Exercise set.
1 - In the passage on the Intelligent Online Learning Platform, which subject does the concrete online class hosted by IOLP cover?
2 - Write the next part of the passage on the Intelligent Online Learning Platform. Begin after the sentence ending "with the following aspects:".

Extract to read.
================================

In this work, we present Intelligent Online Learning Platform (IOLP), an intelligent system-based online learning platform that aims to provide a fully personalized learning experience for each individual. IOLP and transitively all the services hosted on top of it are empowered by situation-awareness [7, 8, 21]. In addition, we present a concrete online class instance hosted by IOLP that features a personalized learning experience for Python Programming.

2 The Concept of Situation and Situation-Aware Computing

The concept of situation has its roots in mathematical logic [4, 11, 19] and analytical philosophy [5]. Over the years, it entered different areas in computer science including computational linguistics [12], logic programming [17], functional programming [20, 21], artificial intelligence [19, 25], human-computer interaction (HCI) [13, 21], pervasive computing [26, 27], service computing [8], software requirements engineering [2, 3] and software evolution [8].

Of particular interest, [8] came up with a novel framework called Situ, empowered by the concept of situation, lends itself to defining situation as a rigorous computational abstraction towards automated service evolution. In [8], situation includes human-oriented cognitive and behavioral contexts, as well as the environmental contexts on a temporal basis. Indeed, situation thus defined is context-oriented [1, 24] and in other words, a situation is a hub of context data lending itself to a wide spectrum of the-state-of-the-art machineries, such as machine learning techniques, during this age of big data and big data analytics.

Following the vein of work initiated by [8, 21, 22] further developed situation into a programmable abstraction that enables software reusability, as well as providing a straight-forward support for functional-programming originated, big data analytical tools such as MapReduce [10].

In particular, situation-awareness empowers IOLP with the following aspects:

  1. 1.

================================

Dataset items
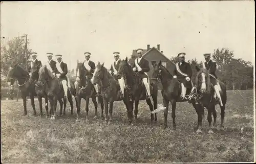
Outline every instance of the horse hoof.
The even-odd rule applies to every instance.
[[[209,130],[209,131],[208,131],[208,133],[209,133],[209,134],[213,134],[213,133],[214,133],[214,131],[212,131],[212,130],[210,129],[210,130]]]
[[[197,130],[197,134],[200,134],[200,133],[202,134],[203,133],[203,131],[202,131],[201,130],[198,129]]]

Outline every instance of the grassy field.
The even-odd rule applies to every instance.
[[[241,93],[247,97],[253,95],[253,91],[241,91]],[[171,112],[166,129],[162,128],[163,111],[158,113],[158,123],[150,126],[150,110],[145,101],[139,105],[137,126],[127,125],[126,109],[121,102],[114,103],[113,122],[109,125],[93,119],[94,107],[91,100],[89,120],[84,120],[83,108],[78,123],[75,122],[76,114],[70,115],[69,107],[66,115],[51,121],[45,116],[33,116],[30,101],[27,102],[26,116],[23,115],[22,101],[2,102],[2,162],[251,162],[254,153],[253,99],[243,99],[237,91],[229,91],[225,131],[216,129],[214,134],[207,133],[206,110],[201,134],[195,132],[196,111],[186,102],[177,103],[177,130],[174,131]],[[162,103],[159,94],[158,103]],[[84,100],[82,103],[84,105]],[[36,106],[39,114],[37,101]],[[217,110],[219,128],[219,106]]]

================================

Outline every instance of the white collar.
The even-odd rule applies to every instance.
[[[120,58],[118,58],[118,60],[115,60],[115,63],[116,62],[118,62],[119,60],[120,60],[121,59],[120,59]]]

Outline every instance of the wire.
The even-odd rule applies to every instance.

================================

Answers to the tasks.
1 - Python Programming.

2 -
    Situation-centric design. The system scenarios are derived, combined and interchanged in the unified form of situations, which primarily consist of user’s cognative, behavioral and environmental contexts. This design view ensures user-centric philosophy of the entire IOLP system, from macro level to micro level.

  2. 2.

    The underlying Intelligent Systems of IOLP are constructed based on situations, i.e., different user’s are treated based on their collective context data that compose user-specific situations, which eventually leads to the generation of personalized learning experiences for individual users.

  3. 3.

    Dimensional situation analytics [22] was used to facilitate the information derivation and comprehension, while IOLP used situations to encapsulate and analyse user’s raw context data.

3 The Intelligent Online Learning Platform (IOLP)

IOLP consists of two major Intelligent Systems (IS). The first is the Intelligent Assistant that provides real-time answers to student questions and tips for further exploration and study. It takes the student question as an input, compares it with a database full of related questions artificially trained using Bag-of-Words learning model, then provides an answer and a clue to what the student should ask about to understand the material in question. As a student progresses through the traditional videos, slides, homework, and exams, the history of his/her actions is tracked and recorded to generate individualized learning characteristics for each student. Our unsupervised machine learning techniques then cluster students based on his/her progress in the learning process among both current and previous students who took the same class. The second major IS is the Intelligent Advisor, which then directs students to enhance his/her performance in the areas where they are having difficulties, by recommending chapters for review, homework to retake, and topics to dedicate more focus. The IS will also generate exams containing questions related to areas where a student had trouble understanding and needed extra study time. We tested IOLP by designing a Python programming course, where our database is filled with videos, slides, questions, homework, and tests that are related to that material.

The main components of the IOLP are:

  • The class view, which contains the lecture videos, presentation slides, homework and exam links, and extra resources to help the student.

  • The Python Console, which is a full online Python Interpreter, where the student practices writing code.

  • The Homework view, where the student is directed to write code for a specific homework using the Python Console.

  • The Student Help Portal, where the student is directed if they are having difficulty solving a problem or want help regarding a specific topic.

  • The Exam view, where the student is tested based on his/her knowledge of the current studied chapter.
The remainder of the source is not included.